TASK INSTRUCTIONS:
The data below must be returned in full and exactly.

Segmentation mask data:
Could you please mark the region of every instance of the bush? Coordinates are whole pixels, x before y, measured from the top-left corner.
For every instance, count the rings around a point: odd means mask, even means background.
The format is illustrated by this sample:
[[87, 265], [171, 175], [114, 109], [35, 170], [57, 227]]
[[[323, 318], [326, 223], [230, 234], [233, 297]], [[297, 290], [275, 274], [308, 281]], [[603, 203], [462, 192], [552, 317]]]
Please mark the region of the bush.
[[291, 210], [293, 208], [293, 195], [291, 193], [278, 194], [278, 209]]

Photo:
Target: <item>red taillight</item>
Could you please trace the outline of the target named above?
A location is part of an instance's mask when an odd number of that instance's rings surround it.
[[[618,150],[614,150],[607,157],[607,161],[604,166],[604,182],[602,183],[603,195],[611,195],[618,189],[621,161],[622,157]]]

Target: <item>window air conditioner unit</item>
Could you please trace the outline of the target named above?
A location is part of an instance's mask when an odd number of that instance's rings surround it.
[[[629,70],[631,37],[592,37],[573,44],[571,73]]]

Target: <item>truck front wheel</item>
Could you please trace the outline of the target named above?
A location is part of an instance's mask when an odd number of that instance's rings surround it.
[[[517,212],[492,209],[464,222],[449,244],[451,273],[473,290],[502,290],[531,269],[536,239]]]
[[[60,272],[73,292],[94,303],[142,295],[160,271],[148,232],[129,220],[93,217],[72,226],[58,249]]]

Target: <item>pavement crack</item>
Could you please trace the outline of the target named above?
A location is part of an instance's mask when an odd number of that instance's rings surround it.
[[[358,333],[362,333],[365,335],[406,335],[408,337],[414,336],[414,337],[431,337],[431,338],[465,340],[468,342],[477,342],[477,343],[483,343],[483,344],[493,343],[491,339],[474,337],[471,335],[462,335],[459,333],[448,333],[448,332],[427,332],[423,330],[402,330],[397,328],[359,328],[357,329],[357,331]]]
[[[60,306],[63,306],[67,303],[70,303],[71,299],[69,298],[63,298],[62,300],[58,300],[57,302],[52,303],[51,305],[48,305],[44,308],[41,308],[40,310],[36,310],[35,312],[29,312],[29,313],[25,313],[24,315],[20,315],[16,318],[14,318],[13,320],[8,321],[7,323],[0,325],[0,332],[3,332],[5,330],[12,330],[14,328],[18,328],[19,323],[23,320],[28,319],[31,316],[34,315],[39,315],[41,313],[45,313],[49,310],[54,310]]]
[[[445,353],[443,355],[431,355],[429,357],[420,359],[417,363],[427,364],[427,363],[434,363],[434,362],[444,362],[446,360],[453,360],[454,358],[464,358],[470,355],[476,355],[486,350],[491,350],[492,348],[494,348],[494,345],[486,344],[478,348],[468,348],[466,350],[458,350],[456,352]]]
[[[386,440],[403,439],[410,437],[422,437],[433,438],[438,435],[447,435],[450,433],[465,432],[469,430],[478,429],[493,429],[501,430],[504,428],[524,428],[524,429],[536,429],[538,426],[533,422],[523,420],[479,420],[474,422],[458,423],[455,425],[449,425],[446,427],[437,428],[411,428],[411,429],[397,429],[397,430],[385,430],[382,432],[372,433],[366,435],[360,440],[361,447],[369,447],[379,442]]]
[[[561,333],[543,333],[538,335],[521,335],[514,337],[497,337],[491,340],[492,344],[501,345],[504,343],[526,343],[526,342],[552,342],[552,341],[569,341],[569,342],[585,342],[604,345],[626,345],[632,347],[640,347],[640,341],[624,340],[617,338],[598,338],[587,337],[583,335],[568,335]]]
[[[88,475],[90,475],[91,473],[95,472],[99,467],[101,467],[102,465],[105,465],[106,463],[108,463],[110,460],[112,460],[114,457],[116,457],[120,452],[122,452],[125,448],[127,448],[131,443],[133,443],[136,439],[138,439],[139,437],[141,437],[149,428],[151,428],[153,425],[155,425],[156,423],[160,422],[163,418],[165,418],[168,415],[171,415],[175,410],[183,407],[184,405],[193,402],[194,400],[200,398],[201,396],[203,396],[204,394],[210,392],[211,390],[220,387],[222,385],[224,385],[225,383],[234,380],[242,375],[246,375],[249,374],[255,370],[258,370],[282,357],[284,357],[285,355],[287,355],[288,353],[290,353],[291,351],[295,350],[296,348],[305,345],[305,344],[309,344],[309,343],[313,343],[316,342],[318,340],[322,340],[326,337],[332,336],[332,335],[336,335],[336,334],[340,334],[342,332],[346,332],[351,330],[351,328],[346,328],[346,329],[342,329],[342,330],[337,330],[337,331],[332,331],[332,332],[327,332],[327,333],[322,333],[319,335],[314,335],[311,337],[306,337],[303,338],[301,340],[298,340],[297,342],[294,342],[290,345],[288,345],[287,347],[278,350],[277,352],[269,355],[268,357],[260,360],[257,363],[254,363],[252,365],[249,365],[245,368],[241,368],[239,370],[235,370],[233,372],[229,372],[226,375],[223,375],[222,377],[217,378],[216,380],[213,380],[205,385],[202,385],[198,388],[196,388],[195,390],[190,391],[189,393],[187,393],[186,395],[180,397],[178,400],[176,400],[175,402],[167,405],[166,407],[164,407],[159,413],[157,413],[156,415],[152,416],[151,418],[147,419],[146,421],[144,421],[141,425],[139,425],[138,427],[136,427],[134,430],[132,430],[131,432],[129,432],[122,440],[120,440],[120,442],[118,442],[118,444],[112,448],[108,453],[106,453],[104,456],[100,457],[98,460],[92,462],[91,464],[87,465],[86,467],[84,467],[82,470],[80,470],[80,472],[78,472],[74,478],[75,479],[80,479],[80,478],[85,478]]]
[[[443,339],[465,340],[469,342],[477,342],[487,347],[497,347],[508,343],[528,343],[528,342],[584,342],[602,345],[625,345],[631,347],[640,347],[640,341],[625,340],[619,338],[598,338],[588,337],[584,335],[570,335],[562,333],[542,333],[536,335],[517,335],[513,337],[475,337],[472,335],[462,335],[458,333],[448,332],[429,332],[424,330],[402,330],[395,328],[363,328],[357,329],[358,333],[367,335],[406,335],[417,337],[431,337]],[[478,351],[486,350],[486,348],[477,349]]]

SOLUTION TO THIS TASK:
Could you please mark the region of every instance of the bush? Coordinates are whole pixels, x before y, measured from the top-left corner.
For every instance, count the rings around a point: odd means mask, even means background.
The format is illustrated by this sample:
[[87, 265], [171, 175], [114, 109], [35, 170], [57, 227]]
[[[323, 318], [326, 223], [230, 234], [233, 297]], [[297, 290], [275, 274], [308, 281]], [[603, 203], [462, 192], [552, 317]]]
Please mark the region of the bush.
[[291, 210], [293, 208], [293, 195], [291, 193], [278, 194], [278, 209]]

Photo:
Target: <item>red taillight</item>
Could you please trace the outline of the target named above?
A location is part of an instance's mask when an odd number of that instance's rings surround it.
[[[618,150],[614,150],[607,157],[607,161],[604,166],[604,182],[602,183],[603,195],[611,195],[618,189],[621,161],[622,157]]]

Target: <item>window air conditioner unit</item>
Could you please trace the outline of the target named above?
A location is part of an instance's mask when an odd number of that instance's rings surround it.
[[[629,70],[631,37],[592,37],[573,44],[571,73]]]

Target: <item>truck front wheel</item>
Could you please trace the outline of the target named above?
A location is part of an instance's mask when an odd number of that instance's rings surround it.
[[[517,212],[492,209],[464,222],[449,244],[451,273],[473,290],[502,290],[531,269],[536,239]]]
[[[60,272],[73,292],[94,303],[142,295],[160,271],[148,232],[129,220],[93,217],[72,226],[58,249]]]

Target: <item>pavement crack</item>
Could you please trace the outline of the target named above?
A location is part of an instance's mask when an odd number of that instance's rings surround it.
[[[358,333],[362,333],[365,335],[406,335],[408,337],[414,336],[414,337],[431,337],[431,338],[465,340],[468,342],[477,342],[477,343],[483,343],[483,344],[493,343],[491,339],[474,337],[471,335],[462,335],[459,333],[448,333],[448,332],[427,332],[423,330],[402,330],[397,328],[359,328],[357,329],[357,331]]]
[[[60,306],[63,306],[67,303],[70,303],[71,299],[69,298],[63,298],[62,300],[58,300],[57,302],[52,303],[51,305],[48,305],[44,308],[41,308],[40,310],[36,310],[35,312],[29,312],[29,313],[25,313],[24,315],[20,315],[16,318],[14,318],[13,320],[8,321],[7,323],[0,325],[0,332],[3,332],[5,330],[12,330],[14,328],[18,328],[19,323],[23,320],[28,319],[31,316],[34,315],[39,315],[41,313],[45,313],[49,310],[54,310]]]
[[[445,353],[443,355],[431,355],[429,357],[420,359],[417,363],[427,364],[427,363],[434,363],[434,362],[444,362],[446,360],[453,360],[454,358],[464,358],[470,355],[476,355],[486,350],[491,350],[492,348],[494,348],[494,345],[486,344],[478,348],[468,348],[466,350],[458,350],[456,352]]]
[[[386,440],[403,439],[410,437],[422,437],[433,438],[438,435],[447,435],[450,433],[465,432],[469,430],[478,429],[493,429],[501,430],[504,428],[524,428],[524,429],[536,429],[538,426],[533,422],[523,420],[479,420],[474,422],[458,423],[455,425],[449,425],[446,427],[437,428],[411,428],[411,429],[397,429],[397,430],[385,430],[382,432],[372,433],[366,435],[360,440],[361,447],[369,447],[379,442]]]
[[[561,333],[543,333],[538,335],[521,335],[514,337],[497,337],[491,340],[492,344],[501,345],[504,343],[526,343],[526,342],[552,342],[552,341],[569,341],[569,342],[585,342],[604,345],[626,345],[632,347],[640,347],[640,341],[624,340],[617,338],[598,338],[587,337],[583,335],[568,335]]]
[[[88,475],[90,475],[91,473],[95,472],[99,467],[101,467],[102,465],[105,465],[106,463],[108,463],[110,460],[112,460],[114,457],[116,457],[120,452],[122,452],[125,448],[127,448],[131,443],[133,443],[136,439],[138,439],[139,437],[141,437],[149,428],[151,428],[153,425],[155,425],[156,423],[160,422],[163,418],[165,418],[168,415],[171,415],[175,410],[183,407],[184,405],[193,402],[194,400],[200,398],[201,396],[203,396],[204,394],[210,392],[211,390],[220,387],[222,385],[224,385],[225,383],[234,380],[242,375],[246,375],[249,374],[255,370],[258,370],[282,357],[284,357],[285,355],[287,355],[288,353],[290,353],[291,351],[295,350],[296,348],[305,345],[305,344],[309,344],[309,343],[313,343],[316,342],[318,340],[322,340],[326,337],[332,336],[332,335],[336,335],[336,334],[340,334],[342,332],[346,332],[351,330],[351,328],[346,328],[346,329],[342,329],[342,330],[337,330],[337,331],[332,331],[332,332],[327,332],[327,333],[322,333],[319,335],[314,335],[311,337],[306,337],[303,338],[301,340],[298,340],[297,342],[294,342],[290,345],[288,345],[287,347],[278,350],[277,352],[269,355],[268,357],[260,360],[257,363],[254,363],[252,365],[249,365],[245,368],[241,368],[239,370],[235,370],[233,372],[229,372],[226,375],[223,375],[222,377],[217,378],[216,380],[213,380],[205,385],[202,385],[198,388],[196,388],[195,390],[190,391],[189,393],[187,393],[186,395],[180,397],[178,400],[176,400],[175,402],[167,405],[166,407],[164,407],[159,413],[157,413],[156,415],[152,416],[151,418],[147,419],[146,421],[144,421],[141,425],[139,425],[138,427],[136,427],[134,430],[132,430],[131,432],[129,432],[122,440],[120,440],[120,442],[118,442],[118,444],[112,448],[108,453],[106,453],[104,456],[100,457],[98,460],[92,462],[91,464],[87,465],[86,467],[84,467],[82,470],[80,470],[80,472],[78,472],[74,478],[75,479],[80,479],[80,478],[85,478]]]
[[[443,339],[465,340],[469,342],[477,342],[487,347],[497,347],[508,343],[528,343],[528,342],[584,342],[602,345],[625,345],[631,347],[640,347],[640,341],[625,340],[619,338],[598,338],[588,337],[584,335],[570,335],[562,333],[542,333],[536,335],[517,335],[513,337],[475,337],[472,335],[462,335],[458,333],[448,332],[429,332],[424,330],[402,330],[395,328],[363,328],[357,329],[358,333],[367,335],[406,335],[417,337],[431,337]],[[478,351],[486,350],[486,348],[477,349]]]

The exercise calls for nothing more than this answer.